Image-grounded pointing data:
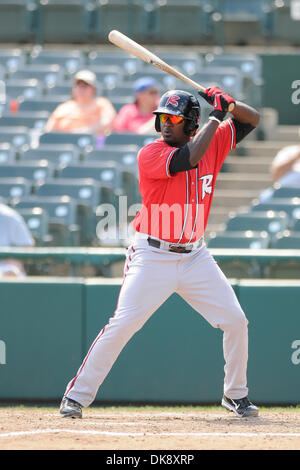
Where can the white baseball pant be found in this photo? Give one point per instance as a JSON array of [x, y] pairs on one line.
[[151, 275]]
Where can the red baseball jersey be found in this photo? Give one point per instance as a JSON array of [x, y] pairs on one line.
[[175, 208]]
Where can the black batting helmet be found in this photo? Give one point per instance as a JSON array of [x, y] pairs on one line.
[[181, 103]]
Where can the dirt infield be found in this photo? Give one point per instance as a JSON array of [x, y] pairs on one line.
[[117, 428]]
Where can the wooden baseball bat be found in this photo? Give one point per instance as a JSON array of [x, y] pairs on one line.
[[124, 42]]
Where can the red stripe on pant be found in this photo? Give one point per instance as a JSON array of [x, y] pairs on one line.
[[95, 341]]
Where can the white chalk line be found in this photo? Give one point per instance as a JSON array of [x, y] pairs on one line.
[[152, 434]]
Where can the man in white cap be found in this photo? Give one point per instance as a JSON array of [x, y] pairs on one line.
[[138, 117], [85, 112]]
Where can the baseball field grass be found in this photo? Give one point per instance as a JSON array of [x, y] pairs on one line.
[[148, 427]]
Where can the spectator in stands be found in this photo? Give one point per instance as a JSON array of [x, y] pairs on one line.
[[85, 112], [138, 117], [13, 232], [285, 170]]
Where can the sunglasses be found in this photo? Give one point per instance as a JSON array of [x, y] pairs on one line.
[[174, 119]]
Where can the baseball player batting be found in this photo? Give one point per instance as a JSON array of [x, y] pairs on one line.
[[177, 176]]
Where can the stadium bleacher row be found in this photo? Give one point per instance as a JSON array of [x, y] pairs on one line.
[[156, 21]]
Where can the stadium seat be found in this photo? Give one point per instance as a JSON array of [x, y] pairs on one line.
[[129, 17], [23, 89], [285, 24], [12, 59], [14, 187], [177, 22], [16, 136], [269, 221], [27, 119], [37, 221], [240, 239], [289, 205], [110, 173], [129, 138], [63, 21], [31, 170], [288, 240], [16, 20], [70, 61], [58, 154], [242, 22], [47, 104], [123, 155], [285, 192], [7, 153], [62, 212], [48, 75], [81, 140], [125, 61]]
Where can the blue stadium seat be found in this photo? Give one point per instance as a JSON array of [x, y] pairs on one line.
[[269, 221], [55, 154], [31, 170], [14, 187], [64, 21], [240, 239], [62, 212], [7, 153], [37, 220]]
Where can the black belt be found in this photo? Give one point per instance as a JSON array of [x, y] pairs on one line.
[[172, 247]]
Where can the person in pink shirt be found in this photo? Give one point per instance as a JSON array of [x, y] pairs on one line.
[[138, 117]]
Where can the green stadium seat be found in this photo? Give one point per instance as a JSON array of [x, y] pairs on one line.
[[14, 187], [81, 140], [128, 138], [70, 61], [55, 154], [26, 119], [129, 17], [23, 89], [48, 75], [123, 155], [16, 136], [289, 205], [37, 220], [47, 104], [31, 170], [7, 153], [240, 239], [269, 221], [177, 22], [62, 212], [288, 240], [63, 21], [16, 20]]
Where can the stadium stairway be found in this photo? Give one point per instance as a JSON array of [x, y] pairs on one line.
[[245, 175]]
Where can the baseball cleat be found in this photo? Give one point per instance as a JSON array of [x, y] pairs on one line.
[[242, 407], [70, 408]]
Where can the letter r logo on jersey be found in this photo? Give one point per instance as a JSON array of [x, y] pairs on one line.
[[206, 185], [173, 100]]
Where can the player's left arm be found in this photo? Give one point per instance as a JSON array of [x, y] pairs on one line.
[[245, 119]]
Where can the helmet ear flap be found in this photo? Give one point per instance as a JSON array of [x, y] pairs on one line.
[[157, 123]]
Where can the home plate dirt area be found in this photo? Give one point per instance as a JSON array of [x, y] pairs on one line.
[[146, 428]]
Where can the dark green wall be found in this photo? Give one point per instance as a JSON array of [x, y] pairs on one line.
[[47, 326]]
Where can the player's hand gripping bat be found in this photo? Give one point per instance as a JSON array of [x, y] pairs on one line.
[[122, 41]]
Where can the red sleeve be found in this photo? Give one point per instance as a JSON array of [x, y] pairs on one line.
[[154, 160], [225, 141]]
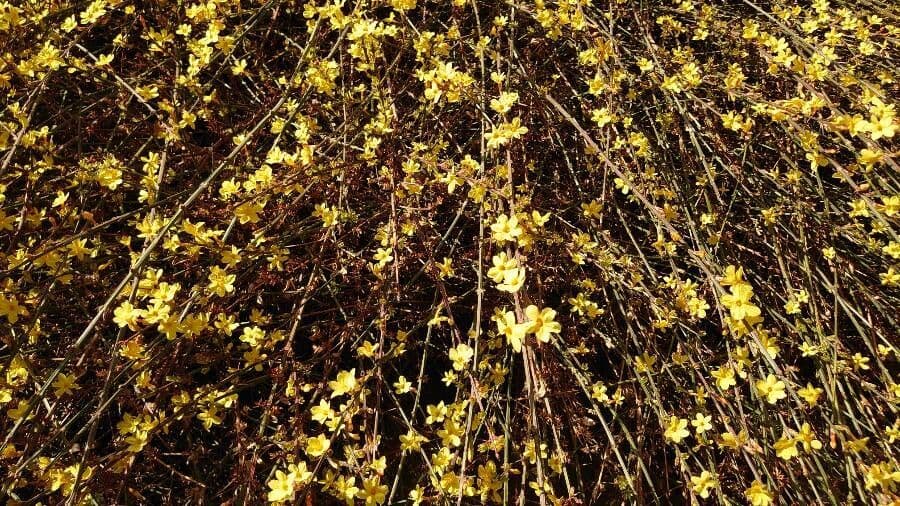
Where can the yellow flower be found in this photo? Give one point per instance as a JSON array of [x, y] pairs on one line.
[[786, 447], [220, 282], [701, 485], [676, 430], [505, 228], [514, 332], [758, 494], [461, 355], [771, 388], [701, 423], [542, 323], [724, 377], [282, 487], [317, 446], [402, 385], [808, 438], [344, 383]]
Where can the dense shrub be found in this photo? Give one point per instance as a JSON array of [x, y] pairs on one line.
[[449, 252]]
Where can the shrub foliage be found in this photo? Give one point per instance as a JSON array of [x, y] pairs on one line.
[[449, 252]]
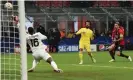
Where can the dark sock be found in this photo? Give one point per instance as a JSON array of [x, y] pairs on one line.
[[123, 55], [112, 54]]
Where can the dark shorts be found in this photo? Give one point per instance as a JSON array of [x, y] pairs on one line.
[[119, 48]]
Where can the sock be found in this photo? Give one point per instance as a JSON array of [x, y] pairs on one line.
[[91, 55], [81, 56], [34, 64], [112, 54], [54, 65], [123, 55]]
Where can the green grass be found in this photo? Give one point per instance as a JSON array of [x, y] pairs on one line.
[[122, 69]]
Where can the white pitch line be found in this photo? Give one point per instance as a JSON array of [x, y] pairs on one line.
[[103, 66]]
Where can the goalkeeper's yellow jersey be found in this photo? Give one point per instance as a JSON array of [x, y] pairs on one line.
[[86, 35]]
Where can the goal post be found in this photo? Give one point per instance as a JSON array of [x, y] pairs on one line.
[[21, 11], [13, 65]]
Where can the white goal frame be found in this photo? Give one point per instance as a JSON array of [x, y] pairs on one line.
[[21, 11]]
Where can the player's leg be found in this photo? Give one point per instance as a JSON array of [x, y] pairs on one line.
[[35, 62], [48, 58], [120, 53], [81, 47], [112, 49], [87, 46]]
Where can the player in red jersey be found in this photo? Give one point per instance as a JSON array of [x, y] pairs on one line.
[[117, 42]]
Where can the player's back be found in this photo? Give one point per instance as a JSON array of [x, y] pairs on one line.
[[35, 41], [86, 35]]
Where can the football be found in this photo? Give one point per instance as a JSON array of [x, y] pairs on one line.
[[8, 5]]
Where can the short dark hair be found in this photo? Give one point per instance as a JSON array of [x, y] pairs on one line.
[[88, 21], [117, 23], [30, 30]]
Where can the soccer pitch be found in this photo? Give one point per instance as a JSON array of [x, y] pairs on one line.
[[122, 69]]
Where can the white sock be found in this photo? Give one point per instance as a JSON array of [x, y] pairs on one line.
[[34, 64], [54, 65]]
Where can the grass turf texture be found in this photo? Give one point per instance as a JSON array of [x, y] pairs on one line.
[[122, 69]]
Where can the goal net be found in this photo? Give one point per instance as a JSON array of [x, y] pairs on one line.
[[11, 54]]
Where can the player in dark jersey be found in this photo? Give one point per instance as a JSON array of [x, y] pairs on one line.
[[117, 42]]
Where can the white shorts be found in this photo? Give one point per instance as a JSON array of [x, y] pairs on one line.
[[41, 55]]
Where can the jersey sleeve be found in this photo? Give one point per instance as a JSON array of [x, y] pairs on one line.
[[79, 32], [42, 37], [92, 35]]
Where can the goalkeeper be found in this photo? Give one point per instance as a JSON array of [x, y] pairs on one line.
[[84, 43]]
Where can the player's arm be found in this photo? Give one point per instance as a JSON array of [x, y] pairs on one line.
[[42, 37], [79, 32], [121, 37], [92, 36]]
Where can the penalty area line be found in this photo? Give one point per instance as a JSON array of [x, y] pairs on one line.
[[103, 66]]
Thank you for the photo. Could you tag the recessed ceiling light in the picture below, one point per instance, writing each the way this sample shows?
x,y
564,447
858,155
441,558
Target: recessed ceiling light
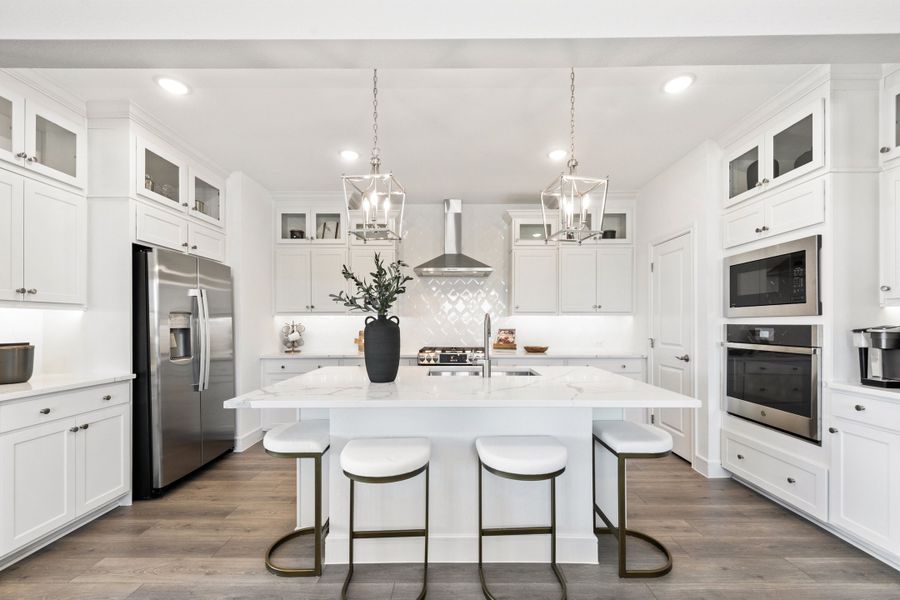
x,y
557,155
676,85
173,86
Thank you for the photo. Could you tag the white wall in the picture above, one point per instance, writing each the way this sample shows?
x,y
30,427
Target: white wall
x,y
451,310
684,197
250,238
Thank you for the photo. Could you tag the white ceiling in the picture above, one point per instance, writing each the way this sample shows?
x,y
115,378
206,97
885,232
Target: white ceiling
x,y
479,134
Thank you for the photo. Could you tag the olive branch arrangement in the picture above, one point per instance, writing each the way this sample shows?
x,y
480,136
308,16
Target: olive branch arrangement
x,y
379,295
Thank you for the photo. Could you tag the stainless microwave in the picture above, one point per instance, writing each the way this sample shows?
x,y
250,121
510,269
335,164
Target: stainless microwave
x,y
776,281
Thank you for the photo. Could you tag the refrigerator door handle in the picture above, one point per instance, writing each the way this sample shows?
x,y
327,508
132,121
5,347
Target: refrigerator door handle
x,y
206,356
201,320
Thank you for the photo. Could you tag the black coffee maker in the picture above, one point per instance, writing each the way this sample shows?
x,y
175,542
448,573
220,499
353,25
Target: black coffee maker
x,y
879,355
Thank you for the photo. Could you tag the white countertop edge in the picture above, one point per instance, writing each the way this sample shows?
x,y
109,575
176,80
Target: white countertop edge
x,y
51,384
867,390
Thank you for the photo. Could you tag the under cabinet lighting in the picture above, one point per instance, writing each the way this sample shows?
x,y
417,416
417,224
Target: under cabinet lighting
x,y
676,85
173,86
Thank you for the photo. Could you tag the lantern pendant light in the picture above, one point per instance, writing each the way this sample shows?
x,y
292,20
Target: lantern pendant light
x,y
572,206
375,194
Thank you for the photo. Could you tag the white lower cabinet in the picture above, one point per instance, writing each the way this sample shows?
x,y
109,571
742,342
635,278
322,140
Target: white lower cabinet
x,y
534,280
865,462
55,471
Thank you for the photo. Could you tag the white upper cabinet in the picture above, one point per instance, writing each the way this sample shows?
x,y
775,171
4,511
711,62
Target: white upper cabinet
x,y
787,147
161,175
206,196
534,281
890,120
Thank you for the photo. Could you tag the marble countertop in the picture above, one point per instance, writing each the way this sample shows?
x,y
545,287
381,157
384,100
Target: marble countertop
x,y
49,384
348,387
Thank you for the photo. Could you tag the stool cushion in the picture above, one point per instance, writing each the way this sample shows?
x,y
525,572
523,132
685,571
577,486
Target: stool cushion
x,y
522,454
303,437
385,457
625,437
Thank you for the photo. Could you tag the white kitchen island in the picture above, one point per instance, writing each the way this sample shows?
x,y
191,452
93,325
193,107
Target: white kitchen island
x,y
452,411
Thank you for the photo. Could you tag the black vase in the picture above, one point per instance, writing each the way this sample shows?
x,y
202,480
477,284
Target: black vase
x,y
382,348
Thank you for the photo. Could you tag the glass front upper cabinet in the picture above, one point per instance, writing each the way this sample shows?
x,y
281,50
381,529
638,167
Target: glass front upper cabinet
x,y
54,145
207,197
159,176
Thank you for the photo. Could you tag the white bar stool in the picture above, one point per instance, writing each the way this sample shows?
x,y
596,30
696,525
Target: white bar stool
x,y
386,460
626,440
522,458
304,439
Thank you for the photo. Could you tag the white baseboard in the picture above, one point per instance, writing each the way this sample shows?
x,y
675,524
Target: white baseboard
x,y
248,440
570,549
711,469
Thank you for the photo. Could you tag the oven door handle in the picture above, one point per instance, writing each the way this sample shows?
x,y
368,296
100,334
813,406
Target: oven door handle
x,y
768,348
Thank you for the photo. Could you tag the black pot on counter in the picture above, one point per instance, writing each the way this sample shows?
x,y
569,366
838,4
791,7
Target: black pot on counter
x,y
382,348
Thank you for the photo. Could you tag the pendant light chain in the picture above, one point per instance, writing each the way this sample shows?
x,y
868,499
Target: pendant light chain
x,y
572,162
376,159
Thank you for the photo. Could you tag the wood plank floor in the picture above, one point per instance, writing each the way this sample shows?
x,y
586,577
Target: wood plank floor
x,y
205,540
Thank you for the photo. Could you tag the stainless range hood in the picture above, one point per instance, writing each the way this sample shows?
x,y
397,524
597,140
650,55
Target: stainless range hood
x,y
453,263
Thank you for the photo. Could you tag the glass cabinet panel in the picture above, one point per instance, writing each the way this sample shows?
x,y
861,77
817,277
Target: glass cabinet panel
x,y
743,172
293,226
328,226
161,176
792,147
207,199
55,146
6,124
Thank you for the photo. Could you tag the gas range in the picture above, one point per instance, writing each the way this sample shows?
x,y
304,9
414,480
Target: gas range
x,y
449,355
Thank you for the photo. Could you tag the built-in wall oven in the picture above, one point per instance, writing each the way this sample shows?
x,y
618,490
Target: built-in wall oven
x,y
776,281
772,376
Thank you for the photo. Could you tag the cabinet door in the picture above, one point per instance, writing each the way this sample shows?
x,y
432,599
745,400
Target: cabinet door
x,y
206,196
743,225
206,242
325,265
798,207
890,119
56,146
535,281
744,171
865,482
160,228
292,283
362,260
12,127
889,231
11,226
795,144
55,244
578,280
103,457
161,175
37,482
615,280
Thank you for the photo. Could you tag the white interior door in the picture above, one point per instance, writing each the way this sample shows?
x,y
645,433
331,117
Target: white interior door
x,y
672,318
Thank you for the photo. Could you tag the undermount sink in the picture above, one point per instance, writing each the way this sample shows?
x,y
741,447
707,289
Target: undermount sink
x,y
477,373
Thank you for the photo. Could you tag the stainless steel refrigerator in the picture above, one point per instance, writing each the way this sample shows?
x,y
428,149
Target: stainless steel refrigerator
x,y
184,363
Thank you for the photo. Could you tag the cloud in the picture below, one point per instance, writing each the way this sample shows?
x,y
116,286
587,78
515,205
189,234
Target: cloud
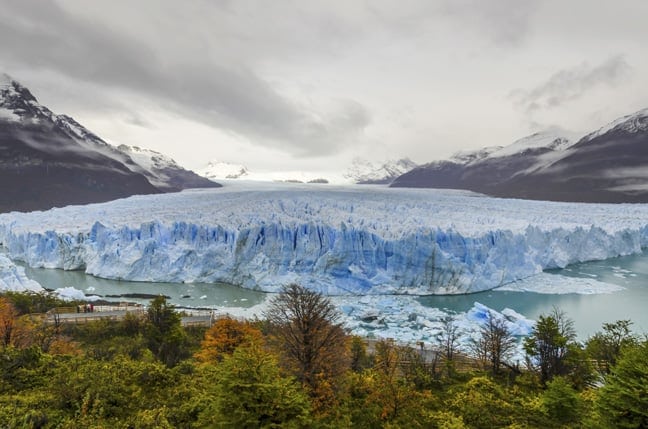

» What is being asked
If a line in the records contains "below", report it.

» Worked solution
Thank you for the photo. Could you tag the recessed ceiling light in the picture below, one point per instance, writing each the way this sample shows?
Thank you for the photo. Could you tag the cloud in the picture below, one point per instance, writing each the way this sample shows?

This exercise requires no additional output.